Questions -
A. Write out the stretch of the text on machine learning for environmental analytics from "Another interesting direction" through "stochastic hybrid systems.".
B. According to the text on machine learning for environmental analytics, on how many benchmark datasets did the multimodal deep learning models achieve state-of-the-art results?

Document text -
☆ ☆ ☆ ☆ ☆ ☆ ☆

Machine learning for environmental analytics

This PhD topic relates to developing machine and especially deep learning methodologies for integrating heterogeneous data, in both medical and environmental contexts. So far, this kind of data has been investigated in a simple way that does not have the potential of discovering relevant profiles and events within all data types, levels and scales. The work will also involve creating more interpretable deep learning models from which physicians, for example, can understand how ML systems make decisions and visualise correlations in the data to aid them in the process of making a diagnosis and offering personalised treatments.
Another potential study area would involve integrating multi-omics (containing, for example, metabolomics, transcriptomics and phenotype
data) in order reveal the mechanisms of complex drug exposures in the environment.

Starting directions include building up on my existing research on multimodal deep learning, which could be highly applicable in these scenarios, as it enables communication between feature extractors that was previously not possible. During previous research degree, the MPhil in Advanced Computer Science, deep learning architectures were developed that allow for cross-modal dataflow between the feature extractors, thereby extracting more interpretable features and obtaining a better representation than through unimodal learning, for the same amount of training data. Having achieved state-of-the-art results on two benchmark datasets, these models can usefully exploit correlations between audio and visual data, which have a different dimensionality and are therefore nontrivially exchangeable.

Another interesting direction for this kind of research would encompass integrating the deep learning models to be developed with a novel model checking approach. This could provide guarantees for the behaviour and statistical properties of the models, depending on what kind of data they are processing. Existing work in this field includes specification-based monitoring of cyber-physical systems (CPS), whose purpose can be monitoring and/or controlling various biological processes and medical devices. This research offered the possibility to study mechanisms such as blood cell specialisation and the delivery of insulin to patients with type-1 diabetes using artificial pancreas control systems. The latter also constitutes an application of a new SMT solver-based synthesis method for Proportional-Integral-Derivative (PID) controllers for stochastic hybrid systems.

☆ ☆ ☆ ☆ ☆ ☆ ☆

Data extract -
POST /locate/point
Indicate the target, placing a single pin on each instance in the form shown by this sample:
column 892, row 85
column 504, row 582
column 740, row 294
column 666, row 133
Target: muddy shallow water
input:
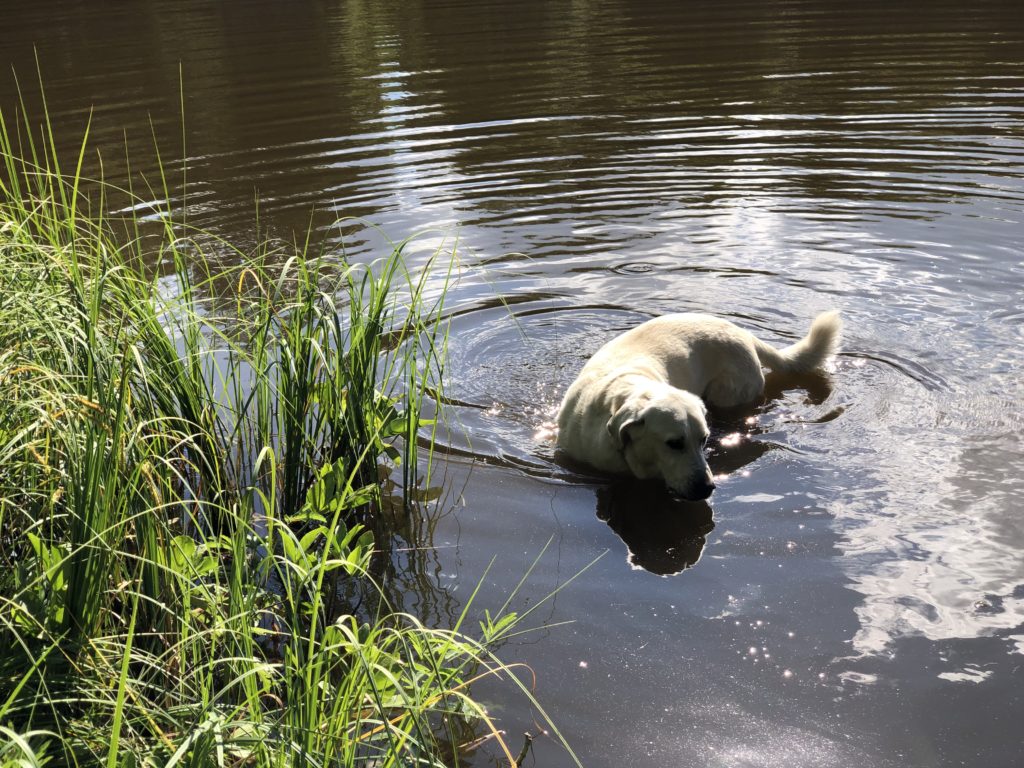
column 854, row 591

☆ ☆ ☆ ☆ ☆ ☆ ☆

Results for each task -
A.
Another interesting direction for this kind of research would encompass integrating the deep learning models to be developed with a novel model checking approach. This could provide guarantees for the behaviour and statistical properties of the models, depending on what kind of data they are processing. Existing work in this field includes specification-based monitoring of cyber-physical systems (CPS), whose purpose can be monitoring and/or controlling various biological processes and medical devices. This research offered the possibility to study mechanisms such as blood cell specialisation and the delivery of insulin to patients with type-1 diabetes using artificial pancreas control systems. The latter also constitutes an application of a new SMT solver-based synthesis method for Proportional-Integral-Derivative (PID) controllers for stochastic hybrid systems.

B. Two.